## MATERIAL PROVIDED

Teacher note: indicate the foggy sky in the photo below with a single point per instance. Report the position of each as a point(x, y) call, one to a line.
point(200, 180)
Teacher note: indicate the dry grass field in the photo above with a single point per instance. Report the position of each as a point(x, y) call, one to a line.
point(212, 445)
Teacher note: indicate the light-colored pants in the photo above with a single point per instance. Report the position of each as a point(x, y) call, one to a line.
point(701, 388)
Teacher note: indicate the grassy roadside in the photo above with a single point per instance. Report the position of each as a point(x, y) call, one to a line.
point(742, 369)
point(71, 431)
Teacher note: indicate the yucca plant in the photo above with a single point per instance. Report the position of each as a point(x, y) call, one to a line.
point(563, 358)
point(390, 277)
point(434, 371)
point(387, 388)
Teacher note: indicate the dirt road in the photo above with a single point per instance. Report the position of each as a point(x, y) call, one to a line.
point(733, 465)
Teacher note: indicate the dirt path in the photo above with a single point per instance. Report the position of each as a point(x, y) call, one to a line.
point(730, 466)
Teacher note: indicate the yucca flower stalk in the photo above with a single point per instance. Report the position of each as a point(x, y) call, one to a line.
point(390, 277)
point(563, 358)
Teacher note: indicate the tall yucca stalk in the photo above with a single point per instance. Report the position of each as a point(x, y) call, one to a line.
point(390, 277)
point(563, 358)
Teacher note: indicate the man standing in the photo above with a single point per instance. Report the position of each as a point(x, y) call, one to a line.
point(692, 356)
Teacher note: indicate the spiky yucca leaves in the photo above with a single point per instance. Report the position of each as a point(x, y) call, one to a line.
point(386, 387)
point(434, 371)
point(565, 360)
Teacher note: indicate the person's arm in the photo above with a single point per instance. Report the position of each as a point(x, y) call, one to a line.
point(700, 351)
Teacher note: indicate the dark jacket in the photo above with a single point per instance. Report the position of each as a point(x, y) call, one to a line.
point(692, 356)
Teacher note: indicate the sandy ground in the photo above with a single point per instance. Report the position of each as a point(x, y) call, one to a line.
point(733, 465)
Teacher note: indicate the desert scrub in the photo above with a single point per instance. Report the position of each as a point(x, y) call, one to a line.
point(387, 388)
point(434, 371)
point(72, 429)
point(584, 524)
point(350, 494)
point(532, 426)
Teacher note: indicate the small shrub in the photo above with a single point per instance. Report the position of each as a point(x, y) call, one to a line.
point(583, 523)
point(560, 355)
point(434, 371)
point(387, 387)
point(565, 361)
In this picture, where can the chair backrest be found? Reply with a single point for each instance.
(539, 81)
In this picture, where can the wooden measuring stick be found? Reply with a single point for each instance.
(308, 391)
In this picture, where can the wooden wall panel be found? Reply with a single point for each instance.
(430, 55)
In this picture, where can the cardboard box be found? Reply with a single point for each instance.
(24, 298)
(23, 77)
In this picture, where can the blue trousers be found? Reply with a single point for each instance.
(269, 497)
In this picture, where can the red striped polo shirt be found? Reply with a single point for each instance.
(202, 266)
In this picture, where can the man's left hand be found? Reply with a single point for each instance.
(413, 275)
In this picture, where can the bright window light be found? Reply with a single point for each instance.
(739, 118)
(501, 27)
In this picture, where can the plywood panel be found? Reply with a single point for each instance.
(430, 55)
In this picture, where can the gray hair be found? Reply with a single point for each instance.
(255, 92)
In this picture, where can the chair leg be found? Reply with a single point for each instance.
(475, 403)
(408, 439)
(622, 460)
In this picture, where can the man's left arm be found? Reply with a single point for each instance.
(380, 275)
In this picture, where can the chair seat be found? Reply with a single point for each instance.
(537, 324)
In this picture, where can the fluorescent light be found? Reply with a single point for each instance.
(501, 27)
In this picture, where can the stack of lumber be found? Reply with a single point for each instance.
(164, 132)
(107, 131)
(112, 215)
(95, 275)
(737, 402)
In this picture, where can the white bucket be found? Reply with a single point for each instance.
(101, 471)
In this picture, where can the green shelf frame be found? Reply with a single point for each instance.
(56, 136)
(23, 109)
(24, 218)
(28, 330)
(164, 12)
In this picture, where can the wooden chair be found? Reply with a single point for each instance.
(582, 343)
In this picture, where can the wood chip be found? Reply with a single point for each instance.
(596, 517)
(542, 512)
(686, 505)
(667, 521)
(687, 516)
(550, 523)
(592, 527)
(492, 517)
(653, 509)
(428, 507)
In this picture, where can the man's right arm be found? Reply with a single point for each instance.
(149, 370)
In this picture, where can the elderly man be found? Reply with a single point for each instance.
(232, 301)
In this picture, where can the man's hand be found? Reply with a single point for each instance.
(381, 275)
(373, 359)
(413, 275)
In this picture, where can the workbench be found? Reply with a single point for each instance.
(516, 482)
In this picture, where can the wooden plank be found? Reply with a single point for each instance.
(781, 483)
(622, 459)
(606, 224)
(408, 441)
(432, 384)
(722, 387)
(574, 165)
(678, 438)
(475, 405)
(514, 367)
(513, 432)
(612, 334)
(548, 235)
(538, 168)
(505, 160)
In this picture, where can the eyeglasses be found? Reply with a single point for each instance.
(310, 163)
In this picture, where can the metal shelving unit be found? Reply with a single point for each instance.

## TASK DETAILS
Every line from above should appear again in the answer, exactly as written.

## ANSWER TO THE EXERCISE
Teacher note: indicate the foggy sky in the photo below with a single point per instance. Report the position of each as a point(x, y) call, one to a line.
point(200, 180)
Teacher note: indicate the dry grass field in the photo above with a single point per instance. Report the position of each as a point(x, y) call, one to a line.
point(212, 445)
Teacher note: indicate the light-colored pants in the photo above with a single point per instance. Report the position of each as a point(x, y) call, one to a line.
point(701, 388)
Teacher note: indicate the grassy roadside in the photo above with a single point per instance. Report the position of each as a point(x, y) call, one to a line.
point(742, 369)
point(71, 431)
Teacher note: indicate the yucca plant in the photo above with a single point per instance. Report the position of each as a point(x, y) call, one to a line.
point(563, 358)
point(390, 277)
point(434, 371)
point(387, 388)
Teacher note: indicate the dirt road in the photo above with a single point per instance. Report the position of each as a point(x, y) call, one to a line.
point(733, 465)
Teacher note: indicate the dirt path in the photo above with a single point per instance. Report the position of each as a point(x, y) call, one to a line.
point(730, 466)
Teacher note: indicate the yucca flower stalk in the photo above with a single point per instance. Report the position of each as a point(x, y) call, one to a line.
point(390, 277)
point(563, 358)
Teacher note: indicate the tall yucca stalk in the photo above with a single point per instance. Report the position of each as a point(x, y) call, one to a line.
point(390, 277)
point(563, 358)
Teacher note: indicate the man standing in the photo above with a single point per instance. Report the position of each as a point(x, y) call, one to a line.
point(692, 356)
Teacher note: indicate the spiky yucca leaves in the photo above with a single point per instance. Report the position of each as a point(x, y) call, one to a line.
point(386, 387)
point(434, 371)
point(565, 360)
Teacher note: indicate the person's arm in the photo above with a single point per instance. Report the position of each as a point(x, y) call, one to a line.
point(700, 351)
Teacher note: indicate the dark jacket in the photo above with a single point per instance. Report the position of each as a point(x, y) call, one to a line.
point(692, 356)
Teacher note: indicate the sandy ground in the photo above with a single point per instance. Report the position of each as a point(x, y) call, one to a line.
point(733, 465)
Teacher note: indicate the desert scrub in the photo above with a single point per instance. Report the position of each as a point(x, y) call, one to a line.
point(387, 388)
point(434, 371)
point(72, 429)
point(584, 524)
point(350, 494)
point(532, 426)
Teacher note: indicate the small shrub in the photo above with a single point per instance. Report the position of each as a point(x, y) call, one to a line.
point(583, 523)
point(560, 355)
point(434, 371)
point(387, 387)
point(565, 361)
In this picture, where can the chair backrest be found? Reply with a single point for each instance.
(539, 81)
In this picture, where can the wooden measuring stick be found? Reply with a single point for each instance.
(308, 391)
In this picture, where can the wooden wall panel be found? Reply with a single point for each instance.
(430, 55)
In this picture, where can the cardboard box be found? Reply with a single point for each instance.
(24, 298)
(23, 77)
In this picture, where can the blue trousers be found? Reply with a single point for each instance.
(269, 497)
In this picture, where can the red striped polo shirt be found? Reply with a single point for each instance.
(202, 266)
In this picture, where can the man's left hand be found? Reply with a single point for each instance.
(413, 275)
In this picture, where can the bright window light be found? Reply with a single point for each instance.
(739, 118)
(501, 27)
In this picture, where can the plywood panel be found? Reply with a single point for each instance.
(430, 55)
In this picture, where can the gray hair be found? Reply with a single point for each instance.
(255, 92)
In this picture, where can the chair leg be found? Reply with a single point for each instance.
(475, 403)
(408, 439)
(622, 460)
In this picture, where can the man's left arm be found? Reply with a single point for each instance.
(380, 275)
In this picture, where can the chair seat be found? Reply with a single point for each instance.
(537, 324)
In this picture, where can the fluorescent light be found? Reply with a single point for each instance.
(501, 27)
In this picture, where can the stack of lumber be found? Reply with a single point for each instance.
(164, 132)
(107, 131)
(112, 215)
(95, 275)
(737, 402)
In this picture, where can the white bucket be found? Reply with a single point for each instance.
(101, 471)
In this picture, where can the green shelf frame be found? Reply with a single point for each instance.
(56, 136)
(23, 109)
(24, 218)
(28, 330)
(164, 12)
In this picture, where can the wooden chair be found? Reply with a single point for each instance.
(582, 343)
In this picture, where can the wood chip be found? Reply with a single point for each instance.
(596, 517)
(542, 512)
(686, 505)
(667, 521)
(687, 516)
(550, 523)
(592, 527)
(492, 517)
(653, 509)
(428, 507)
In this picture, where can the man's right arm be found? Reply with a single point for each instance.
(149, 370)
In this picture, where can the elderly man be found? Reply with a single point for each instance.
(232, 301)
In this picture, where can the man's hand be found? Reply with a single point for each instance.
(381, 275)
(373, 359)
(413, 275)
In this picture, where can the workbench be found? Reply with a single point for each instance.
(516, 482)
In this picture, where can the wooden plank be found? Reply with a single point for each instance.
(781, 483)
(622, 459)
(606, 224)
(408, 441)
(432, 384)
(722, 387)
(574, 165)
(678, 438)
(475, 405)
(514, 367)
(513, 432)
(612, 334)
(548, 235)
(538, 168)
(505, 160)
In this picture, where can the eyeglasses be found? Reply with a single point for each instance.
(310, 163)
In this picture, where can the metal shelving unit be found? Reply with a single point for each instance.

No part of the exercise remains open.